Random Access Memories’ 70-minute expanse oozes with this sort of self-assuredness, sonic opulence, and reverent attention to detail. It sounds every bit like the five-year investment that it was — indulgent, intelligent, and ecstatic all at once. Although it’s a slow starter, RAM has a caboose unlike any record in recent memory. Starting with sixth track “Lose Yourself to Dance” all the way to the final song “Contact,” Daft Punk takes a stunning journey through stylistic territories of big beat, trance, electro pop, philly soul, disco, and funk without any turn ever feeling like a detour. With the exception “Contact,” every song was played and recording organically; centerpiece “Touch” alone required 250 separate recording tracks. It’s one of RAM’s most gorgeous songs, and fittingly it’s wackiest. Daft Punk prove they can play for the people with “Get Lucky” (and the people play it for them), but still make the album that they want to hear — robots with soul and ego. Sure, RAM isn’t another Discovery, (which ruffled more than a few feathers). but, if you remember correctly, Discovery wasn’t another Homework either — only years later did people finally catch up.

- [REQUIRED ACTIONS]:
(1) In the album review, how many separate recording tracks did "Touch" require?
(2) Using the album review, state whether each statement agrees with it, quoting the words that decide it: (a) The album runs about 70 minutes. (b) Every song on the album was played and recorded organically. (c) The album's stylistic journey begins with the sixth track, "Lose Yourself to Dance."

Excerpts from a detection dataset
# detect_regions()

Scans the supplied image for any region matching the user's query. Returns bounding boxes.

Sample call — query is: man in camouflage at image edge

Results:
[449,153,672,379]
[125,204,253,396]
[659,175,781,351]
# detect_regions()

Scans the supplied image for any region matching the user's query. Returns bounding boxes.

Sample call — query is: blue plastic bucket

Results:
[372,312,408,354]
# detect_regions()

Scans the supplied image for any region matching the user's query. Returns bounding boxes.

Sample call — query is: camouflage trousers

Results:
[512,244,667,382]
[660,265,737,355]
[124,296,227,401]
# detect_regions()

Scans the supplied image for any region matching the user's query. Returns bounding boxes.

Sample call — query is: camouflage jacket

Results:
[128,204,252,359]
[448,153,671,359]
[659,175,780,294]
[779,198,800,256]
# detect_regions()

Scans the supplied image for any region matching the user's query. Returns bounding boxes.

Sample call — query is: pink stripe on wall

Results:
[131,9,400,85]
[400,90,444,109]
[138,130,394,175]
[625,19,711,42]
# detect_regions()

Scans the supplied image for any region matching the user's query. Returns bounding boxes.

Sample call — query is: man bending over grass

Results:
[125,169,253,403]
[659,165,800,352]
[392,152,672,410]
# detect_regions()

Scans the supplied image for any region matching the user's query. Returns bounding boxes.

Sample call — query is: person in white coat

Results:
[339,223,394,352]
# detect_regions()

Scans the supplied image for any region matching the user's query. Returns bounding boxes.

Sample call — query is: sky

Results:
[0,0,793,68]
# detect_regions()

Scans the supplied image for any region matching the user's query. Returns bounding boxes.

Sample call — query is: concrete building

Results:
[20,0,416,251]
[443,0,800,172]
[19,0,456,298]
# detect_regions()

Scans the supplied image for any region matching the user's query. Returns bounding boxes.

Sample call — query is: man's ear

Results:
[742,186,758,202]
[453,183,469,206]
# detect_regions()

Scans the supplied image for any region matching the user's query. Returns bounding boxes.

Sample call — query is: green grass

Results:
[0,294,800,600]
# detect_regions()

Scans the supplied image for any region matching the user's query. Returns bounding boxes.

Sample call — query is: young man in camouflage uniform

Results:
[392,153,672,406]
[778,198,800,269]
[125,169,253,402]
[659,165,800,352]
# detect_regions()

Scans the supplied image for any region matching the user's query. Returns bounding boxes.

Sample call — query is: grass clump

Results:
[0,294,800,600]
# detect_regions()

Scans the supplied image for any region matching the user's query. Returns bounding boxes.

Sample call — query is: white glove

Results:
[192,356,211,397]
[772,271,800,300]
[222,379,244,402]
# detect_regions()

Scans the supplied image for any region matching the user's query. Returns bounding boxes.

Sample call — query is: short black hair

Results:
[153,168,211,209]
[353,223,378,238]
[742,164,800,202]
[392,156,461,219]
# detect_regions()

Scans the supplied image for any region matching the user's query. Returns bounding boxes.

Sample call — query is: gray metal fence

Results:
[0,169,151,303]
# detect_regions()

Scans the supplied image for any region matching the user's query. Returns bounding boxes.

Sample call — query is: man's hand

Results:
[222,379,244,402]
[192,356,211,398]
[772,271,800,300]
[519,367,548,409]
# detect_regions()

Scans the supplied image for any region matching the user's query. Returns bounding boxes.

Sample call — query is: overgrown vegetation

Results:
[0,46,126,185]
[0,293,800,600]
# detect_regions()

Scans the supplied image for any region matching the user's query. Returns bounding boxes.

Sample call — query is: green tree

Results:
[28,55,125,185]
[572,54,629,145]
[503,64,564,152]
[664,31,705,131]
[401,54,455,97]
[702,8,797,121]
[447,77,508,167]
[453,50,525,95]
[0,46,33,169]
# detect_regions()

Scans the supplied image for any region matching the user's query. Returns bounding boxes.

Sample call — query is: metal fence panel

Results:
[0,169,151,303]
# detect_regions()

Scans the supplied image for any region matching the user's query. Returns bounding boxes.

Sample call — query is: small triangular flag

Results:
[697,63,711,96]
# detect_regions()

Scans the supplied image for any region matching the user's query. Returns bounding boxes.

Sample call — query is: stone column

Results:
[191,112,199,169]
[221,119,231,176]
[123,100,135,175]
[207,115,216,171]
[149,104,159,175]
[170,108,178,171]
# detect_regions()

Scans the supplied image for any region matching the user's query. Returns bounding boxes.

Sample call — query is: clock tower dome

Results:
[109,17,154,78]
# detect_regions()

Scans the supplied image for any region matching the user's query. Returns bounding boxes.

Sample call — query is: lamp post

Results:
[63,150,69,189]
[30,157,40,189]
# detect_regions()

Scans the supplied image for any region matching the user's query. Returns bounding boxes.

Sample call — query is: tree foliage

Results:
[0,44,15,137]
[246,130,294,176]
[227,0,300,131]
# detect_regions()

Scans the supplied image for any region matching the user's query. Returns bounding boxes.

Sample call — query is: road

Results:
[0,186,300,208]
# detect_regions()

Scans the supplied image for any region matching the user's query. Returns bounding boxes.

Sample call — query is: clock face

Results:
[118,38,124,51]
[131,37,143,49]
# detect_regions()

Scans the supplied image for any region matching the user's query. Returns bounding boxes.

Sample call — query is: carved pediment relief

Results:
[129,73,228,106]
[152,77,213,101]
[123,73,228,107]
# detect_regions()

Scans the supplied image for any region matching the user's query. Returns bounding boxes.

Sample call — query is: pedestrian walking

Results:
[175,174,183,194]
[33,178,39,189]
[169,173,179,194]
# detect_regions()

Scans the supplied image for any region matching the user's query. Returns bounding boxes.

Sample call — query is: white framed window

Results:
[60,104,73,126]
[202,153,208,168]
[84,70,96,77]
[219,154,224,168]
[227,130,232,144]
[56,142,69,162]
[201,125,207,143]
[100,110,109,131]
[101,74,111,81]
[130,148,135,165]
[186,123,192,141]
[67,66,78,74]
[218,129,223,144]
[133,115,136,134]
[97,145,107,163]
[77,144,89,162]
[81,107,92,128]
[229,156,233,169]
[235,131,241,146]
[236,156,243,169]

==

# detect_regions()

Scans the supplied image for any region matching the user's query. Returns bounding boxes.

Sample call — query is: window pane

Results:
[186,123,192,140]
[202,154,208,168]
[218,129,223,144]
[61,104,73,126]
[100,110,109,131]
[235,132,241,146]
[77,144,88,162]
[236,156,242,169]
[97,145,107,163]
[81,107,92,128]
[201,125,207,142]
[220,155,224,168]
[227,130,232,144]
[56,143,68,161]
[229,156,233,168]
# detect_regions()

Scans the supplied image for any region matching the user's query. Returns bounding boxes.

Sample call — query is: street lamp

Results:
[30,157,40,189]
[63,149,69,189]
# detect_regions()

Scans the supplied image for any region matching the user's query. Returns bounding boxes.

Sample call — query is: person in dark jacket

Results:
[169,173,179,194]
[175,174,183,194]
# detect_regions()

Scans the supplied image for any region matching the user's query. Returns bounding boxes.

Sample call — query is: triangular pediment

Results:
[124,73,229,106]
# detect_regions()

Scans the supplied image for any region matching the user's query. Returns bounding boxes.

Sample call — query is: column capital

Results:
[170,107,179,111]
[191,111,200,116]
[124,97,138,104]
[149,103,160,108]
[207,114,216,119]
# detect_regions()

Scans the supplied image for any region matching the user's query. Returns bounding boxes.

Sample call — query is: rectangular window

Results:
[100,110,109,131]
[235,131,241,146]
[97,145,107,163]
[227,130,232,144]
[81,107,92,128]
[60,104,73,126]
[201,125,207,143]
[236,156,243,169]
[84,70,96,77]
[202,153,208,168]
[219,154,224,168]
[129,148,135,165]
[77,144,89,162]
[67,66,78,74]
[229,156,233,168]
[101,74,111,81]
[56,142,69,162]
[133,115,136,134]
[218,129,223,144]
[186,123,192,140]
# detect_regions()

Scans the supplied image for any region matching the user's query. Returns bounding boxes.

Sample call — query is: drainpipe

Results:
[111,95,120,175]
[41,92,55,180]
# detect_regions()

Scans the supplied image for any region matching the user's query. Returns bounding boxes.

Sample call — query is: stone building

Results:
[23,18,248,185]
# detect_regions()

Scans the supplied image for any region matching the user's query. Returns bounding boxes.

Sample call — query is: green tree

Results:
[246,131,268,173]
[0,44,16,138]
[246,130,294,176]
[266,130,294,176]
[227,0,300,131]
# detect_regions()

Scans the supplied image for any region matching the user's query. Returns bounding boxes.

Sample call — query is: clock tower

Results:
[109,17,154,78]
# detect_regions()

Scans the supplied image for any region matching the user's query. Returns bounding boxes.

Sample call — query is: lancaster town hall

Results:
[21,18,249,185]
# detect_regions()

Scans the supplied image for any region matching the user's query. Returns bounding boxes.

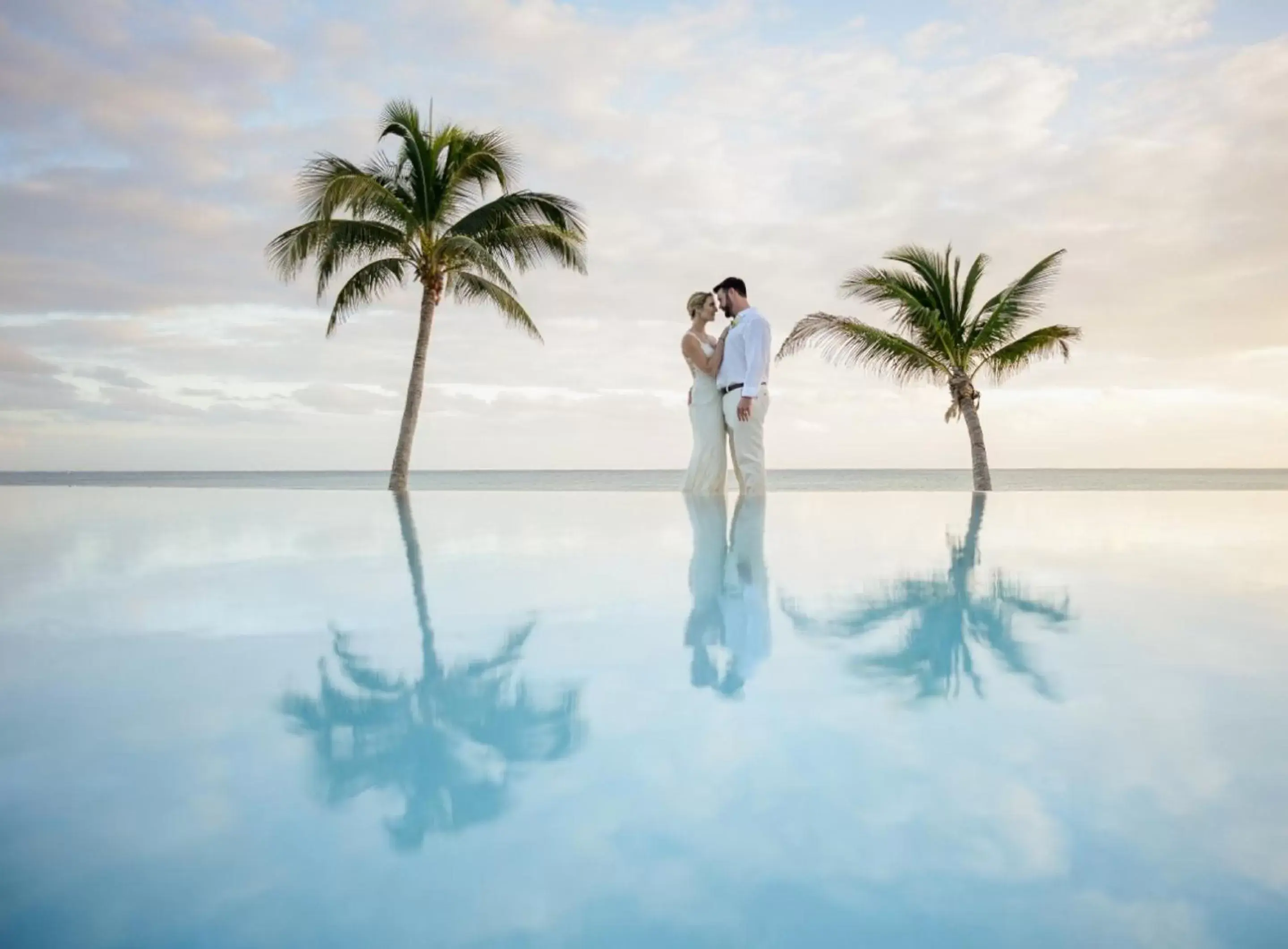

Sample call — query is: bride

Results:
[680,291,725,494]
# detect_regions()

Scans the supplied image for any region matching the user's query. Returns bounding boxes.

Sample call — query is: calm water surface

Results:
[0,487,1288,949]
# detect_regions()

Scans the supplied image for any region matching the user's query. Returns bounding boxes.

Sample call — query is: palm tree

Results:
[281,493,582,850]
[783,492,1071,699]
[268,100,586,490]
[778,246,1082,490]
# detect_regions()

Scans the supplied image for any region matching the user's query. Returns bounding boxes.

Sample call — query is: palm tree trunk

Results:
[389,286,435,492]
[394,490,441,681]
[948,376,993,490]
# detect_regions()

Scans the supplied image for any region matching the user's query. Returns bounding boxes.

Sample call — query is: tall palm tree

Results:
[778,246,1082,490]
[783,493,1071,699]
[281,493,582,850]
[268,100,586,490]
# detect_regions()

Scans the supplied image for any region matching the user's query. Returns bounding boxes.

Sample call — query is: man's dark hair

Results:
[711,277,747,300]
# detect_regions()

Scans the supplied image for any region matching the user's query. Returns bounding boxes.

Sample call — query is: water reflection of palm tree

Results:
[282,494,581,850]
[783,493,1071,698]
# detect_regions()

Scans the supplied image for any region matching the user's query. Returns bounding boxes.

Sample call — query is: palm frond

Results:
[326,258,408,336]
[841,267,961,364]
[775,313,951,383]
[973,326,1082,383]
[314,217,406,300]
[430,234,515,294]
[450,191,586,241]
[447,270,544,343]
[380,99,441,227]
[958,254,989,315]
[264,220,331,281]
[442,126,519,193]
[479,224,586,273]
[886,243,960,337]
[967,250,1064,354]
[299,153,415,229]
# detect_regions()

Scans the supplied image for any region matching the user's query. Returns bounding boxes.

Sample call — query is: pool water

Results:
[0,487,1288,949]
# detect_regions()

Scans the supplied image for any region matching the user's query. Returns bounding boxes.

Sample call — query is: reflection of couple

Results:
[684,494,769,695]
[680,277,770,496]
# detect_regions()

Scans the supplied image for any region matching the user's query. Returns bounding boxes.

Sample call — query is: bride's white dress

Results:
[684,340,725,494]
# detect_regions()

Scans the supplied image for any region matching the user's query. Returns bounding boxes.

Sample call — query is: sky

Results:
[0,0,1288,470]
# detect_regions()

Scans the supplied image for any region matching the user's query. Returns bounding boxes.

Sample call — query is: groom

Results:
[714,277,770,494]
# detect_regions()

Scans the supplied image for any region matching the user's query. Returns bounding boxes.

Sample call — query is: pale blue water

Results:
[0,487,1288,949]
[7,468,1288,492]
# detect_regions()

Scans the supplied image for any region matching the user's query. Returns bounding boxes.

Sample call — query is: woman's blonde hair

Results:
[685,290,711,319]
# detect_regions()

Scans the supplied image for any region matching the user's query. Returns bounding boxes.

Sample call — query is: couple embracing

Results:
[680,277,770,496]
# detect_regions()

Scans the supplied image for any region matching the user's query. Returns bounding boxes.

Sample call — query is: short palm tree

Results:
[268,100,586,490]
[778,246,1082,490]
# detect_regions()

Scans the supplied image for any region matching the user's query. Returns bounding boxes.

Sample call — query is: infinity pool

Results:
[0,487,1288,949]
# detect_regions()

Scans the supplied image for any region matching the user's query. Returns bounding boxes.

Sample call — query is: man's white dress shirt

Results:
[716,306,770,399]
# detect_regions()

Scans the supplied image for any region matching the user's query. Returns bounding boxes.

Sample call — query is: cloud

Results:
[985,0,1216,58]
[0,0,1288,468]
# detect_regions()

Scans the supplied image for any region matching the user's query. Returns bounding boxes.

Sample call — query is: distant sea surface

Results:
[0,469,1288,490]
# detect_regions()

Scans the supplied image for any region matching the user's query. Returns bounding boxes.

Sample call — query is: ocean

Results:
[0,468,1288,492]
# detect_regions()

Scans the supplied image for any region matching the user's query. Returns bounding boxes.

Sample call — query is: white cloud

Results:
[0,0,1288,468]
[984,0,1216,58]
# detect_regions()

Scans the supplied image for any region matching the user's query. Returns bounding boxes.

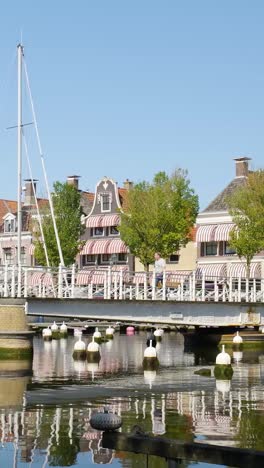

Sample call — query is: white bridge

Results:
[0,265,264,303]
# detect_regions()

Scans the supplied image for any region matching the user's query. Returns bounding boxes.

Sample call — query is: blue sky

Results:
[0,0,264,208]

* * *

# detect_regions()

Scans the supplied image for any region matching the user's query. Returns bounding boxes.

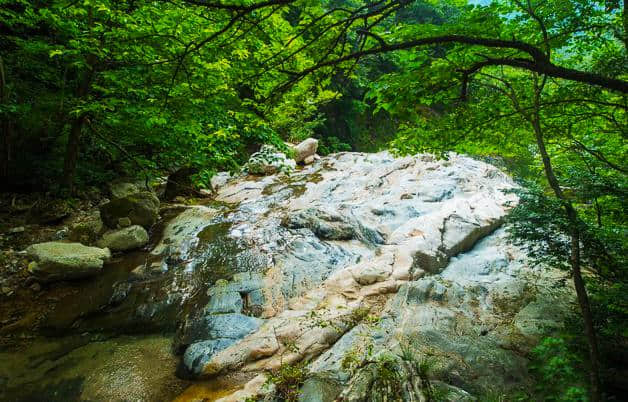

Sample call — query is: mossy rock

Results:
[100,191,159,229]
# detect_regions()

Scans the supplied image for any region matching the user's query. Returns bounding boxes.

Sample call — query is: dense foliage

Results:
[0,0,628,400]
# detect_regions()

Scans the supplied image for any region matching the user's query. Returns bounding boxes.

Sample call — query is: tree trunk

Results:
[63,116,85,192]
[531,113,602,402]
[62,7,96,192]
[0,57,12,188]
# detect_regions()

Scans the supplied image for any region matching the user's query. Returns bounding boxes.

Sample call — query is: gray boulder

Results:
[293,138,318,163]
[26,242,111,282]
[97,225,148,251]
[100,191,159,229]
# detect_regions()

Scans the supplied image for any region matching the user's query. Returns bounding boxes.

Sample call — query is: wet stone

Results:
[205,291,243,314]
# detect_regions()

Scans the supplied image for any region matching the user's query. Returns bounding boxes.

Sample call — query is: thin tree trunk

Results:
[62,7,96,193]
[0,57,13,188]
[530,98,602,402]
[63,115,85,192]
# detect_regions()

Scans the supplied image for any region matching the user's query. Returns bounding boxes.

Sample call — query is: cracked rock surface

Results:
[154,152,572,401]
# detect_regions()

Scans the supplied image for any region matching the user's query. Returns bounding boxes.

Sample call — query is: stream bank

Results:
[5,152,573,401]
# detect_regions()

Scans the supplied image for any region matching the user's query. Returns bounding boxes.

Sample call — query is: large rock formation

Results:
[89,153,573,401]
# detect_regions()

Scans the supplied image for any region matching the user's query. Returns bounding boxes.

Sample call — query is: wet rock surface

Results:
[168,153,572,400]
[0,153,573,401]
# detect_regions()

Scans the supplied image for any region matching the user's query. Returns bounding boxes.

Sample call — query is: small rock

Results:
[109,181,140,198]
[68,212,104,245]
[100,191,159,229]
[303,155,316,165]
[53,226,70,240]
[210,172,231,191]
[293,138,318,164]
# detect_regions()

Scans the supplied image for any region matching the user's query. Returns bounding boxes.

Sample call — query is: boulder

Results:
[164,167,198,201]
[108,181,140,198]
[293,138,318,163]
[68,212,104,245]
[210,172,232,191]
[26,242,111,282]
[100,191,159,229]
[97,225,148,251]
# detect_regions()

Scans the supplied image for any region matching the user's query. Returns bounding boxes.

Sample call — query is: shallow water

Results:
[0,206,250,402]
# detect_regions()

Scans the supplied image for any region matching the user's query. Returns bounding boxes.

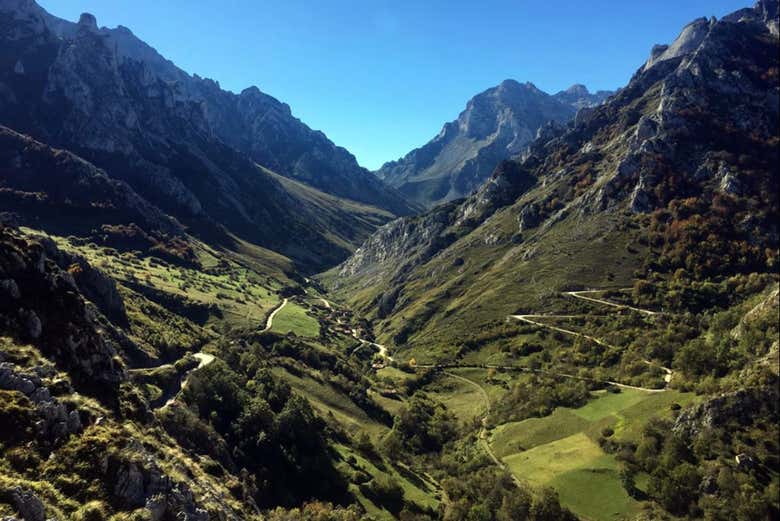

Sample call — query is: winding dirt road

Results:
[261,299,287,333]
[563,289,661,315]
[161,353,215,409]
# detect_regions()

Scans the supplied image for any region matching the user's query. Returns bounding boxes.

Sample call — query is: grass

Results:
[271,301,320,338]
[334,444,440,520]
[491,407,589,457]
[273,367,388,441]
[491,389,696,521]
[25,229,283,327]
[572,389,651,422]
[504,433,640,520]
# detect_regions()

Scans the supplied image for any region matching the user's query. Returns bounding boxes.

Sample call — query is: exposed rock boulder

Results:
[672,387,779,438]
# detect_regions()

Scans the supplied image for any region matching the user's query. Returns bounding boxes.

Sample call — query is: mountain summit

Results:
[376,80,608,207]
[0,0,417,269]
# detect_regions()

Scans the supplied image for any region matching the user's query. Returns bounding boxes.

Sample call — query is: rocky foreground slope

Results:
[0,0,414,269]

- [OUTPUTS IN ORDER]:
(1) 250 separate recording tracks.

(2)
(a) Yes: "Random Access Memories’ 70-minute expanse"
(b) No: "With the exception “Contact,” every song was played and recording organically"
(c) Yes: "Starting with sixth track “Lose Yourself to Dance” all the way to the final song “Contact,” Daft Punk takes a stunning journey through stylistic territories"